**Exercise objective**
A copy is needed of each line in the records that has the word "loose".
++++ Records shown
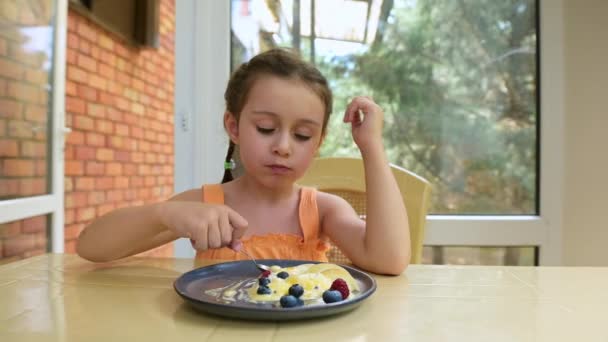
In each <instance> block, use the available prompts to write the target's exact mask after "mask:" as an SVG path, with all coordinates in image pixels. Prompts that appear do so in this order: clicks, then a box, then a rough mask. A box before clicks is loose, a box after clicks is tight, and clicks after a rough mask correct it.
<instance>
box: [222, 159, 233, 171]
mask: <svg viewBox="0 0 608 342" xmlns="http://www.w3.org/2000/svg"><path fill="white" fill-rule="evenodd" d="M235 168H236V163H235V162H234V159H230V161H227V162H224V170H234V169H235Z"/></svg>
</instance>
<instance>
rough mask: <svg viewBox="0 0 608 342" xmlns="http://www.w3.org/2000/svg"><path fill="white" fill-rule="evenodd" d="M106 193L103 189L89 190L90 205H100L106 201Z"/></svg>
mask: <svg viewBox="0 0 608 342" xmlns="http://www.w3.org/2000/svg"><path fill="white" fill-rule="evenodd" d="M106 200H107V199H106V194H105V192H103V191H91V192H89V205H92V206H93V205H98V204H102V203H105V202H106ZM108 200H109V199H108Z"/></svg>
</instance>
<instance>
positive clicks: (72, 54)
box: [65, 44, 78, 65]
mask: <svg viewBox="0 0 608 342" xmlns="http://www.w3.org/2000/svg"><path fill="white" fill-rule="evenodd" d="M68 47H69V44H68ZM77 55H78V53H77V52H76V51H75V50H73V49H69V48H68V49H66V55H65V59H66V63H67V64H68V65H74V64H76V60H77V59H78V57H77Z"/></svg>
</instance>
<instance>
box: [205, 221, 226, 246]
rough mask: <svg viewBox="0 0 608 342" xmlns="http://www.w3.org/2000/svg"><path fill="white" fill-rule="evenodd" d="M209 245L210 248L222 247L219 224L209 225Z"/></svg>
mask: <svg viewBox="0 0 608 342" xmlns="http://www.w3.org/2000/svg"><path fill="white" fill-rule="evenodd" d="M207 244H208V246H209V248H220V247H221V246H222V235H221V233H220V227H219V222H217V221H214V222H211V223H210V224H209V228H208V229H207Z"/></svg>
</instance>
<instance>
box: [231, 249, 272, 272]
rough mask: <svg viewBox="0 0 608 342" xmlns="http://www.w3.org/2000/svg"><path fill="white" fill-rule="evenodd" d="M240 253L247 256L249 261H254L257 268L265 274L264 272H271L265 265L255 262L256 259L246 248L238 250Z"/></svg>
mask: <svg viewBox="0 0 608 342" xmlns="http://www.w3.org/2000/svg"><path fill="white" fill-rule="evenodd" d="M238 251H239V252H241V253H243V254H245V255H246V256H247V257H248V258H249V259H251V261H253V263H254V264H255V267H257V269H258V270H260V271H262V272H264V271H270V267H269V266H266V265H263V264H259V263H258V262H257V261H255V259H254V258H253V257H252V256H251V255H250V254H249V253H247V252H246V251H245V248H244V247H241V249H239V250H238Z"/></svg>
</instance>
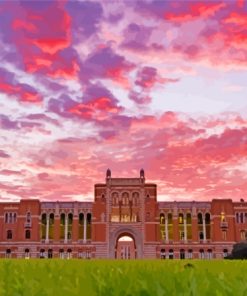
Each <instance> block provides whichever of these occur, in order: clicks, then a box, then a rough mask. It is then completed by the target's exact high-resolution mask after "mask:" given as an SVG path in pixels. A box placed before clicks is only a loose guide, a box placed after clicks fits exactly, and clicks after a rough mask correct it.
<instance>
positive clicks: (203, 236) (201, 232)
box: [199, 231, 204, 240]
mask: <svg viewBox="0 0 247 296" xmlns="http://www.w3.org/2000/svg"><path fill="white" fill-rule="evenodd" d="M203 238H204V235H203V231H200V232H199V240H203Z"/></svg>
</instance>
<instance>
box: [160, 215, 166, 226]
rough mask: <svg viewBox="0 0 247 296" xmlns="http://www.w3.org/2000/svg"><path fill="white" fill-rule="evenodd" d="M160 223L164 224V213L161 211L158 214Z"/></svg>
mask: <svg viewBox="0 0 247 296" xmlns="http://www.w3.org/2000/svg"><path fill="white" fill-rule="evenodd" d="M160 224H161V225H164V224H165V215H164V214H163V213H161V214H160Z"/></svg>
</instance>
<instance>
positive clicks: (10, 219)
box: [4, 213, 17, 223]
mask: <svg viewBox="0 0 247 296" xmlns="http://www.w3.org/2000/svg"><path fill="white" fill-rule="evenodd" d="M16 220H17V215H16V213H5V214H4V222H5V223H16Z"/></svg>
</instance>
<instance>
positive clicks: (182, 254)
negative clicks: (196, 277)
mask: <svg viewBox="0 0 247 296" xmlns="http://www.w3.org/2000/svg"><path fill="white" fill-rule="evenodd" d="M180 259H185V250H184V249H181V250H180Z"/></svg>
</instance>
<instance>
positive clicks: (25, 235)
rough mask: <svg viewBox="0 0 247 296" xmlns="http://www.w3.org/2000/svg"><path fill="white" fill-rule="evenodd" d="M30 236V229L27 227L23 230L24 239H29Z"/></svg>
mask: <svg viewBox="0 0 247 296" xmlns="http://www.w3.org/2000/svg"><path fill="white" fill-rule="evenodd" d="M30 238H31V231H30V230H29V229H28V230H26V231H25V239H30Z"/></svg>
++++++++
++++ Records shown
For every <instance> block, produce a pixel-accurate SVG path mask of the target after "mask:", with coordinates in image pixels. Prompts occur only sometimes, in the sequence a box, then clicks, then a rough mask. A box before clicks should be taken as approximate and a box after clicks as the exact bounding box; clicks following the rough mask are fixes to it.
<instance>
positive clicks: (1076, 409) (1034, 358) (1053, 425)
++++++++
**Completed exercise**
In each <instance> block, use the available prompts to write the target's exact mask after "mask:" as an SVG path, with all coordinates in image pixels. Prompts that appear do so in this order: clicks, then a box, then a rough mask. A box before clicks is loose, a box after clicks is tight, and clicks after a rough mask correct it.
Each <instance> block provides whichever of these occur, in order: clicks, then a box, then a rough mask. It is then completed by the target's exact high-resolution mask after "mask:" given as an SVG path in pixels. A box placed before clicks is only a loose guide, a box placed after clicks fits exactly, and clicks after a rough mask correct it.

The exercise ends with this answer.